Saved data entries
********************
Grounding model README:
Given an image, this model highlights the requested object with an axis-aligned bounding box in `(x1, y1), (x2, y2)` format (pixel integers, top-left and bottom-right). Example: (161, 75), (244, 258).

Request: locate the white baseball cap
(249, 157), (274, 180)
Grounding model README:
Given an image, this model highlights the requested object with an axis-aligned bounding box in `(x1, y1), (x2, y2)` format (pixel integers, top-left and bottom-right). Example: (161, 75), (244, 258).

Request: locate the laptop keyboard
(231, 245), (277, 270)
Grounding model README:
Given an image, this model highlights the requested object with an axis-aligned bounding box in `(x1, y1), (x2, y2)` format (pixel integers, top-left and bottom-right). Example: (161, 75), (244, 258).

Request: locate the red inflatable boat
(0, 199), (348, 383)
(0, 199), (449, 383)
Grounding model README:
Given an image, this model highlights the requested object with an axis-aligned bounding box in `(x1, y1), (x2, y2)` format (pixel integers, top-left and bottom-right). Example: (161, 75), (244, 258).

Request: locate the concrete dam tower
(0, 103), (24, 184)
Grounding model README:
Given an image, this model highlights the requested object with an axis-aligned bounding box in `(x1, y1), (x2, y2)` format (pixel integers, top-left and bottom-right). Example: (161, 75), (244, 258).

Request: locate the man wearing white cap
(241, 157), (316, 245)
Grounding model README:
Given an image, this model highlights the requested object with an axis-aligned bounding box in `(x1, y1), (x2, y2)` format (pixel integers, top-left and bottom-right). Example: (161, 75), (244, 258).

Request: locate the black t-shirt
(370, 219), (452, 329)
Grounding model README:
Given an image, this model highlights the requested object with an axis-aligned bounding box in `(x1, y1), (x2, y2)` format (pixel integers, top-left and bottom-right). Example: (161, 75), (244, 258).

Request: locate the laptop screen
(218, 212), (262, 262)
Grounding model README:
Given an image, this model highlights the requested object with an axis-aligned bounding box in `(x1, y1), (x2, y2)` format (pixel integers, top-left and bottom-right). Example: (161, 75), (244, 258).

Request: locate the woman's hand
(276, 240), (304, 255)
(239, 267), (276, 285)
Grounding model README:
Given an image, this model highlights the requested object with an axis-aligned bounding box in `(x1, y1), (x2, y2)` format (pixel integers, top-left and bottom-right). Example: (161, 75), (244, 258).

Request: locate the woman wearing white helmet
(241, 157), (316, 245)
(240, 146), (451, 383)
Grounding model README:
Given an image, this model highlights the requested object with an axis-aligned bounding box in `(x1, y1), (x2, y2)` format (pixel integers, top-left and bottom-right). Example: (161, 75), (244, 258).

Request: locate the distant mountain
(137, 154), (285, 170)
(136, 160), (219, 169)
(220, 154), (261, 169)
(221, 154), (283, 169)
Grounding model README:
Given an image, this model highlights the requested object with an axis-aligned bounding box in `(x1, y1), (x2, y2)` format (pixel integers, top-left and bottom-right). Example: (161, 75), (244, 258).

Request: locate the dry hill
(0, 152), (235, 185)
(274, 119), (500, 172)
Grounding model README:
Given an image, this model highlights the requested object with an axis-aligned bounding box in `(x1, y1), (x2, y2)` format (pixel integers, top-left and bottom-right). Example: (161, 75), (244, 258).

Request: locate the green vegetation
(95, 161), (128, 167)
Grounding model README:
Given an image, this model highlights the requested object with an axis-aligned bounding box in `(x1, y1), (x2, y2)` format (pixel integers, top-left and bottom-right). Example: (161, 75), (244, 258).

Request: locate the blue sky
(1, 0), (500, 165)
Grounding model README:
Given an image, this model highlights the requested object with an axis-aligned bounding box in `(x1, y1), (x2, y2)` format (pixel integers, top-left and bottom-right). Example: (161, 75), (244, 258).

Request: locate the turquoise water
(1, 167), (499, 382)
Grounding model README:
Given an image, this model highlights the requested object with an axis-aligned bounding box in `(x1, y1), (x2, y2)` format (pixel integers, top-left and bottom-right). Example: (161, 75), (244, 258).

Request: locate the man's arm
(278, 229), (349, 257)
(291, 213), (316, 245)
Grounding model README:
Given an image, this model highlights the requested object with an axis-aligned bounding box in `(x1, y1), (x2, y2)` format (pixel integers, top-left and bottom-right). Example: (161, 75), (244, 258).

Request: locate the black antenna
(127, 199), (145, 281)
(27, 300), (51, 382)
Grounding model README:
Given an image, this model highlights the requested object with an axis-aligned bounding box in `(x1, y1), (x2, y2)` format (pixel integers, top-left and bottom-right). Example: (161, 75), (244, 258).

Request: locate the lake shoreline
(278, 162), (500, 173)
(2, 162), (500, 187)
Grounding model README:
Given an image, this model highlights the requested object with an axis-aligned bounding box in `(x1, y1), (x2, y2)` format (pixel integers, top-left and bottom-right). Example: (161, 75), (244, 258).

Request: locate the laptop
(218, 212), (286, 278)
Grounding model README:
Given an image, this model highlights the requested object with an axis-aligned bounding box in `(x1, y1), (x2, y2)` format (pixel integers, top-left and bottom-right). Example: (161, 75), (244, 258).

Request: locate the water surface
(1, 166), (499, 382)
********************
**Try it**
Could every entry above be printed again, word for word?

**Answer to the exercise**
Grounding model README:
Given an image, this model highlights the requested object with an axis-aligned bounding box in `(x1, y1), (x2, y2)` format (pixel integers, top-left and bottom-right). Example: (161, 75), (244, 258).

Request: locate the white baseball cap
(249, 157), (274, 180)
Grounding model README:
Given an image, this model highlights the requested object with an axis-aligned bounding box in `(x1, y1), (x2, y2)` format (pixel integers, top-left and bottom-right). Example: (161, 75), (244, 258).

Request: locate the laptop keyboard
(231, 245), (277, 270)
Grounding model README:
Given an image, this model highlights the requested object with an axis-aligned bounding box in `(x1, y1), (x2, y2)` format (pixel integers, top-left and bottom-right). Example: (161, 75), (244, 258).

Request: locate the red inflatable boat
(0, 199), (348, 383)
(0, 199), (449, 383)
Grounding model README:
Given an image, this model highlights the requested object with an axis-aligned bounding box in `(x1, y1), (x2, y2)` format (pixel integers, top-left and bottom-right). Example: (161, 75), (244, 258).

Request: locate the concrete dam tower
(0, 103), (24, 184)
Grounding model README:
Given an image, this model highlights the requested object with an axis-aligned bounding box in `(x1, y1), (x2, y2)` format (pixel integers, top-left and bottom-right). Example: (161, 75), (244, 258).

Request: locate the man wearing white cap
(241, 157), (316, 245)
Grounding model README:
Given an image, this model highlights the requested object with an axis-aligned bounding box in `(x1, y1), (x2, y2)` format (pixel integers, top-left and bottom-right). Example: (161, 75), (244, 258).

Request: locate the black t-shirt
(370, 219), (452, 329)
Grounding model README:
Given an image, this model highlights the requested object with an axis-aligned bounding box in `(x1, y1), (x2, y2)` format (pixel integers, top-left and bottom-right). Example: (161, 75), (244, 258).

Request: locate the laptop screen
(218, 212), (262, 262)
Grounding model README:
Given an image, this model highlights the requested object with an axis-aligned bounding box in `(x1, y1), (x2, y2)` format (pixel integers, top-left and bottom-right). Example: (161, 75), (244, 258).

Request: locate the woman's hand
(276, 240), (304, 255)
(239, 267), (276, 285)
Grounding model README:
Given an image, this model highlights the requested object with an axis-aligned bounding box in `(x1, y1), (x2, y2)` format (pixel integers, top-left and bottom-right). Example: (161, 75), (244, 258).

Request: locate the woman wearing white helmet
(241, 157), (316, 245)
(240, 146), (451, 383)
Grounding model README:
Given an image, this model highlights the requested object with an axis-aligned bounding box in `(x1, y1), (x2, y2)` format (pixel integers, top-left and bottom-right). Example: (161, 75), (244, 258).

Request: locate the distant mountain
(137, 154), (285, 170)
(136, 160), (219, 169)
(220, 154), (261, 169)
(221, 154), (283, 169)
Grounding model README:
Given an image, this model highlights the requested object with an axis-aligned bounding box in `(x1, y1), (x2, y2)` format (pixel integers, top-left and bottom-right). Example: (161, 75), (244, 258).

Request: locate the dry hill
(0, 152), (235, 185)
(274, 119), (500, 172)
Grounding model README:
Given an image, this model highlights the requested object with an axis-aligned bounding box in `(x1, y1), (x2, y2)` format (pixel integers, top-left and bottom-right). Example: (161, 75), (244, 258).

Request: locate the green vegetation
(95, 161), (128, 167)
Grounding model README:
Given an image, this model highlights the requested object with an axis-aligned bounding box in `(x1, y1), (x2, y2)` format (pixel integers, top-left and bottom-right). Example: (161, 75), (244, 258).

Request: locate the blue sky
(1, 0), (500, 165)
Grounding model README:
Given an image, this model highlights the requested object with an axis-aligned bounding box in `(x1, y1), (x2, y2)` format (pixel integers, top-left and bottom-right). Example: (161, 75), (244, 258).

Request: locate the turquoise water
(1, 167), (499, 382)
Grounding model README:
Given an image, this model highlights the requested object with an axis-aligned bounding box in `(x1, y1), (x2, y2)` format (pixel integers, top-left and bottom-right). Example: (161, 75), (244, 258).

Request: locate the man's arm
(278, 229), (349, 257)
(291, 213), (316, 245)
Grounding model README:
Given an image, this model highlights the requested object with an axis-aligned bounding box in `(x1, y1), (x2, y2)` format (pixel integers, top-left and bottom-right). Example: (161, 75), (244, 258).

Request: locate the black antenna
(127, 199), (145, 281)
(27, 300), (51, 382)
Grounding model README:
Given an image, this model highlights the requested object with an axis-aligned bounding box in `(x1, y1), (x2, y2)` format (pixel integers, top-left and bottom-right). Example: (161, 75), (244, 258).

Request: locate the lake shoreline
(278, 162), (500, 173)
(2, 162), (500, 187)
Grounding model README:
Given an image, this model highlights the requested object with an axis-aligned bounding box in `(x1, y1), (x2, y2)` format (pixel integers, top-left and bottom-right). Example: (161, 75), (244, 258).

Request: locate the laptop
(218, 212), (286, 278)
Grounding model README:
Given an image, this model highlights the requested object with an axis-aligned bounding box in `(x1, y1), (x2, y2)` format (pixel integers, top-left and bottom-right). Example: (161, 75), (244, 258).

Request: locate the water surface
(1, 166), (499, 382)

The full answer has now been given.